Entries
************
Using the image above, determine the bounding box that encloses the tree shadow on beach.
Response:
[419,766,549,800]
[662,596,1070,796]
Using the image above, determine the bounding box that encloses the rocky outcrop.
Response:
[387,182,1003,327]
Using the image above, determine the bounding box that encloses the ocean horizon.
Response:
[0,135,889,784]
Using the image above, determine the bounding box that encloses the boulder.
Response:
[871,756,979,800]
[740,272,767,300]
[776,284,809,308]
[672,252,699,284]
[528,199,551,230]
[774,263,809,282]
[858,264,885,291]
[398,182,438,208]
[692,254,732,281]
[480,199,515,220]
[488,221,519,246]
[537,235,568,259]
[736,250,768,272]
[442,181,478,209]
************
What needs to be done
Multiply every bounding-box coordinate in the rows above by 1.4, rounding to the nearest whole number with halves going up. Rewrite all the lines, requests included, with only those coordinates changed.

Full solution
Using the image above, determine the bounding box that encloses the tree shadow on beach.
Response:
[587,1072,769,1120]
[927,834,1498,1114]
Using the image above, determine the bounding box that encloses the rocky outcrop.
Response:
[542,255,1404,458]
Using the image above, determine the bounding box that encloses the ocean horizon.
Response:
[0,189,1245,1098]
Using the image above, determine the bounding box that encloses the boulder.
Response:
[1219,1058,1371,1120]
[1036,381,1074,420]
[1086,398,1133,431]
[941,353,979,398]
[739,279,771,322]
[1084,368,1133,395]
[1201,370,1239,407]
[557,255,613,291]
[969,356,1025,393]
[672,279,721,308]
[683,309,727,344]
[752,329,795,363]
[1030,350,1075,381]
[619,253,669,293]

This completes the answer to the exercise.